[Directive]
Transcribe the records exactly from the line with "Place a point on every instance of the yellow" to the end, both included.
++++
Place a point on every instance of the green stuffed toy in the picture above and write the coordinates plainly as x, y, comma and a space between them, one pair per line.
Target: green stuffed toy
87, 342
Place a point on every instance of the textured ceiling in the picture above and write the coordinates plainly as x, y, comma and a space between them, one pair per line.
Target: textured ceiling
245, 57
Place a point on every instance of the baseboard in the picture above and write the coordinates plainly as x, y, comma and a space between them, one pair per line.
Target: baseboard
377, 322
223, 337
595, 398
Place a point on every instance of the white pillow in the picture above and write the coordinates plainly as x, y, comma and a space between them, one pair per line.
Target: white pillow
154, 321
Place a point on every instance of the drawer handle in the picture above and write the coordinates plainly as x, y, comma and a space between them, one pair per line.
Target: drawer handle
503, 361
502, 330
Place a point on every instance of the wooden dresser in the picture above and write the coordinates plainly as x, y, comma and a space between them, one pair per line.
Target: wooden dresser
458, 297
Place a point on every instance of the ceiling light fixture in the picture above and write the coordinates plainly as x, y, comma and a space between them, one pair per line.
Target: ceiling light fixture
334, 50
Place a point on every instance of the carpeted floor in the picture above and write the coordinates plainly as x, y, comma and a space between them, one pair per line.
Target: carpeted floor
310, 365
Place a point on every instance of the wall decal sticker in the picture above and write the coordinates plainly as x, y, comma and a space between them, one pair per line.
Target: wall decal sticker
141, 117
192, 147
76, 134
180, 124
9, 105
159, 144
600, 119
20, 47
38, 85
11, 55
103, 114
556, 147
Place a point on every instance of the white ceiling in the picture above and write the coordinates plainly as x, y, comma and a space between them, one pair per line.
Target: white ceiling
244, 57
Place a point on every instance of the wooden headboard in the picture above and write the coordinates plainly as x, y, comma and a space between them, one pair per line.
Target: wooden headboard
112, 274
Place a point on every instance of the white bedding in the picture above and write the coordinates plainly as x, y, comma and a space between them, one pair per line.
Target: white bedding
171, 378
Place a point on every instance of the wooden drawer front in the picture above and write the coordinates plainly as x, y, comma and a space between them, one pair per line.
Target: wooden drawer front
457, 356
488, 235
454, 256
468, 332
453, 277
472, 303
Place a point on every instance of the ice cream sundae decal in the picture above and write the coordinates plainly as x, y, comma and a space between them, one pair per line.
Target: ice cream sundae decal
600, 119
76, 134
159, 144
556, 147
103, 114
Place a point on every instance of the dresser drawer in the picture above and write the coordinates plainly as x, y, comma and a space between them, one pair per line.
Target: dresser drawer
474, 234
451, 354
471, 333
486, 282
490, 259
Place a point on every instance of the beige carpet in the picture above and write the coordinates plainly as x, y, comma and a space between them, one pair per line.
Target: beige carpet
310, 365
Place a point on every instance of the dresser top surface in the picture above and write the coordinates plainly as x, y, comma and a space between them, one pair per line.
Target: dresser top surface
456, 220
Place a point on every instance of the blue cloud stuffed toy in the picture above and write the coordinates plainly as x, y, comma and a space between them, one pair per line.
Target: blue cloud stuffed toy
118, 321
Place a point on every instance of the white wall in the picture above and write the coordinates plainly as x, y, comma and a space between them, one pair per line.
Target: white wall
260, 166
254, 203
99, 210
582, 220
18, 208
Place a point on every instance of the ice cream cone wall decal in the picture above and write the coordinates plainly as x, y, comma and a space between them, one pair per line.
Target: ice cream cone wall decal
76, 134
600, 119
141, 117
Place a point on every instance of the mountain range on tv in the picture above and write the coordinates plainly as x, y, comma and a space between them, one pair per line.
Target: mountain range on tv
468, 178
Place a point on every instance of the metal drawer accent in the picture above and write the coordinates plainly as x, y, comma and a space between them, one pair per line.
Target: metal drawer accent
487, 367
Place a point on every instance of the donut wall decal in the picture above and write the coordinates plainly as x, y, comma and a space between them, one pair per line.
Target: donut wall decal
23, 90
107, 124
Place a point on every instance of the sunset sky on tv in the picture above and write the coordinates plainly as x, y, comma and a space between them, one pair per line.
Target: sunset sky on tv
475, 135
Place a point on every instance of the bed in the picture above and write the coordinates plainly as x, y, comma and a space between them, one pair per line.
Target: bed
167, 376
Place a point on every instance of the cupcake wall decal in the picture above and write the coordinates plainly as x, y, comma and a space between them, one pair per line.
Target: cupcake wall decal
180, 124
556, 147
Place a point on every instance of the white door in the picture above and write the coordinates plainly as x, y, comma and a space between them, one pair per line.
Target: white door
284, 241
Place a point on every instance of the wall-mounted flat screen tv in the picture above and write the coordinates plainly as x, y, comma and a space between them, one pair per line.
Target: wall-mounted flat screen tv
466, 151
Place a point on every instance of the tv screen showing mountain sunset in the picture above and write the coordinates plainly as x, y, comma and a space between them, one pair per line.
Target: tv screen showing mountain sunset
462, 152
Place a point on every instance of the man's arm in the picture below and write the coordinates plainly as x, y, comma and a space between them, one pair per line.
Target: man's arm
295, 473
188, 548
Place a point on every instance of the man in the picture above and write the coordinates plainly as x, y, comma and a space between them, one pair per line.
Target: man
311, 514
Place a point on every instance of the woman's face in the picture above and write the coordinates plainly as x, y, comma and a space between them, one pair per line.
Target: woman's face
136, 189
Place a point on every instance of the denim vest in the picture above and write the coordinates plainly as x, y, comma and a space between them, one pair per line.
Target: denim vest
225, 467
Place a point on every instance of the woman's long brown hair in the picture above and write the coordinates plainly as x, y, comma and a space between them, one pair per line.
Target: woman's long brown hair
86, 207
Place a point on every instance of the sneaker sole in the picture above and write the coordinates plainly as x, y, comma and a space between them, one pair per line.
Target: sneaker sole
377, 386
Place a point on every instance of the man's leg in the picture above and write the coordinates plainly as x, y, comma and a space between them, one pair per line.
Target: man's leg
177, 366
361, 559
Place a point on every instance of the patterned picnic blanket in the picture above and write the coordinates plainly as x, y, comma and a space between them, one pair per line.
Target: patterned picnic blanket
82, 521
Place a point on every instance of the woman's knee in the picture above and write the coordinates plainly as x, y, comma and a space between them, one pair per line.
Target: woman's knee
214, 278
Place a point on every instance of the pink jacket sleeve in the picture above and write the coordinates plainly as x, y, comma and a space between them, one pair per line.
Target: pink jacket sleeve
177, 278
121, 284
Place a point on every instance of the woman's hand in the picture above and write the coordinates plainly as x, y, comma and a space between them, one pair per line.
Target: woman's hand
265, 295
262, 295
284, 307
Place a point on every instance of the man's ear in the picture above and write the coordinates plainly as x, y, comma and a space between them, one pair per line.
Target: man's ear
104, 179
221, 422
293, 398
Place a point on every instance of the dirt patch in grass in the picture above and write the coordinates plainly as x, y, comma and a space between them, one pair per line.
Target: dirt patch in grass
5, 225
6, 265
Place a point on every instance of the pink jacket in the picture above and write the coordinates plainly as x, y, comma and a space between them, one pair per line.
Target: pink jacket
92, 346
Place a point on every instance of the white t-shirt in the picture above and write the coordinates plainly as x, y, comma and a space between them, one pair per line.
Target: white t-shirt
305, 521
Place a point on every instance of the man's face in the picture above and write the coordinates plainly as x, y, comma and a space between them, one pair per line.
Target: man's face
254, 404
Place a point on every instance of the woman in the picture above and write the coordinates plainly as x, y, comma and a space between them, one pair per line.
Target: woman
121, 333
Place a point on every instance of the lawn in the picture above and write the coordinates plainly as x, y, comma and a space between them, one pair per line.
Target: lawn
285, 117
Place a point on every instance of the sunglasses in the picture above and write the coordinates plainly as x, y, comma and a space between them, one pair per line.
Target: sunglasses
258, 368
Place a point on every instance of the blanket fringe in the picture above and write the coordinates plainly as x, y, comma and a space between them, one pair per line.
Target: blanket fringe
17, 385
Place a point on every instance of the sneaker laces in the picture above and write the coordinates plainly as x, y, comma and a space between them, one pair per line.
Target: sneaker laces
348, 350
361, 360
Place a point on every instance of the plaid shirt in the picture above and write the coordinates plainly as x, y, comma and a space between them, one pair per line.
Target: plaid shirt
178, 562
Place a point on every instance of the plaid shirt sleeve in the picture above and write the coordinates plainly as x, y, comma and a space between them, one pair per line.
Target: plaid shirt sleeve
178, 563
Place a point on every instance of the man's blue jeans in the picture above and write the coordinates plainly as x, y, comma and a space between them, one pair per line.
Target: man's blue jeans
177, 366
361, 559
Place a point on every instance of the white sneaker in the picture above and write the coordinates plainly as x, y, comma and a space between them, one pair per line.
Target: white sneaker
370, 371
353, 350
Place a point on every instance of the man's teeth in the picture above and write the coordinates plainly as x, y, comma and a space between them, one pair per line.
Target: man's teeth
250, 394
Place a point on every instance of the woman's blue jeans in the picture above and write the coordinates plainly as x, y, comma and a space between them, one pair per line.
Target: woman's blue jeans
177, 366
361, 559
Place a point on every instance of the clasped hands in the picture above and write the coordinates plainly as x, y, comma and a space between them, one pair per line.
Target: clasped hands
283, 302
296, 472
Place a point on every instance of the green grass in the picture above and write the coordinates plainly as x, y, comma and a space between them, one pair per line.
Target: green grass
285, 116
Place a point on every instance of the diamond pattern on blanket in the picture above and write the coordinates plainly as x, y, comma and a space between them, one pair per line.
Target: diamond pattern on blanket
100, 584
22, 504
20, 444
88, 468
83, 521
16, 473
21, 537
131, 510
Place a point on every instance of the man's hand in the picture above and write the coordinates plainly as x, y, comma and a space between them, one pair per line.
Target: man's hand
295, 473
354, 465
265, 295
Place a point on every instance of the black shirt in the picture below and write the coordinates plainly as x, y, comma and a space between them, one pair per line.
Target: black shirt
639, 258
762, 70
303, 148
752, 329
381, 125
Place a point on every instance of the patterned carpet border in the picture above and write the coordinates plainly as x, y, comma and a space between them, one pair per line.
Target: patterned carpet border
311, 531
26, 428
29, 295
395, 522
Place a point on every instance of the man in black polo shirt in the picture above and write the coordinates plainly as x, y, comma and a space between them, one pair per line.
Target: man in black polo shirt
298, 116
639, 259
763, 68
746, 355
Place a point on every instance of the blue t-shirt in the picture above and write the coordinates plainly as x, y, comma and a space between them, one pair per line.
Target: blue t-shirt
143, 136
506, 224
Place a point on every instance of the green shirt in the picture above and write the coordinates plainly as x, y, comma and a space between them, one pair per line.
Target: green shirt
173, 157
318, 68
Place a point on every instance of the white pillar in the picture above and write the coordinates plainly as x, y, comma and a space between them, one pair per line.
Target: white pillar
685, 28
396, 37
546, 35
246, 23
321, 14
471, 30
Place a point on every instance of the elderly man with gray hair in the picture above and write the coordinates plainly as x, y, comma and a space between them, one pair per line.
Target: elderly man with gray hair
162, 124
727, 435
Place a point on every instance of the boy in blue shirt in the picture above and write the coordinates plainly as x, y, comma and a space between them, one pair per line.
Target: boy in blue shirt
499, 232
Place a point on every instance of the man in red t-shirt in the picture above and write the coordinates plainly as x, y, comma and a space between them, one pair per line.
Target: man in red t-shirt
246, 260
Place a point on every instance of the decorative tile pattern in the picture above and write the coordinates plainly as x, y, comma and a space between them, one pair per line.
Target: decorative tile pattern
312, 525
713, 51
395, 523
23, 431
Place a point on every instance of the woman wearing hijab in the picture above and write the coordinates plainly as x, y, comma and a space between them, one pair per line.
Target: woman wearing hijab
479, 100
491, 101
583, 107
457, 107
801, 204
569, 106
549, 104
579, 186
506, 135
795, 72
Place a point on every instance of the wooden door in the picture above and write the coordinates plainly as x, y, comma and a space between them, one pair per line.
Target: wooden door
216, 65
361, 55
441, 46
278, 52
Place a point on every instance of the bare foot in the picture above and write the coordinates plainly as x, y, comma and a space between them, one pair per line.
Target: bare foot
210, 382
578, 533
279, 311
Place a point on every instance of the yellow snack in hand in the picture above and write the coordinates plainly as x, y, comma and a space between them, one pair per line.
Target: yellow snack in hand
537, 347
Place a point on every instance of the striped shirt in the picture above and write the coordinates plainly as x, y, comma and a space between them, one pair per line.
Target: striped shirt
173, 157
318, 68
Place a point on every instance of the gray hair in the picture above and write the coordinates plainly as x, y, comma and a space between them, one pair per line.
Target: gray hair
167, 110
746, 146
++++
[Written response]
Place a point on every instance of the yellow snack in hand in the picture above and write the coordinates plainly as x, y, comma and a space between them, one pair per line.
Target: yellow snack in hand
537, 347
Place a point on every instance of the striped shirt in the picture above and write the coordinates plainly as x, y, comma and a space between them, one pair per line.
Target: striped shirt
173, 157
318, 68
Place a point on every instance of the gray hair in the picture above and write the coordinates plainly as x, y, comma and a space between them, one pair per line.
Target: gray hair
167, 110
746, 146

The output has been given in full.